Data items
"""

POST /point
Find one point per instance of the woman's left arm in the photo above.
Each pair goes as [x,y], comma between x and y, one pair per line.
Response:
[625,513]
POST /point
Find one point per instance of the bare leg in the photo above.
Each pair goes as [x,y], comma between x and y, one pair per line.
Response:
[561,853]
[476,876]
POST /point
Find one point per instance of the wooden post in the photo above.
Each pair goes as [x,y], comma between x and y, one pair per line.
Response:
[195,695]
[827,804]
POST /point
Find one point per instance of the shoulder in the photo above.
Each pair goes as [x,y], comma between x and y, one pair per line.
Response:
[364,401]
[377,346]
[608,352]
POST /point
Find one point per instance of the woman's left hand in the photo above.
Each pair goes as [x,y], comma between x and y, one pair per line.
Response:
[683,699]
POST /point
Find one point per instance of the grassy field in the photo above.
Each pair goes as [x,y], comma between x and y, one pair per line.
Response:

"""

#### Aim of the exercise:
Beginning from the line that contains "Find one point per instance of the shoulder", give each line again exactly, through the final line of the records.

#### Response area:
Find one point per instance of the shoulder in the photo above.
Each pair goes as [x,y], comma between x and y, one pair per line.
Response:
[364,401]
[377,346]
[608,352]
POST /point
Find one point per instance of the woman's left hand in the photo above.
Each pair goes as [x,y], comma between x and y, one pair per line.
Response:
[683,699]
POST /point
Find one point per instance of the grassy field in the photo above.
Each pair goes as [x,y], comma between x and y, one pair per line.
Response:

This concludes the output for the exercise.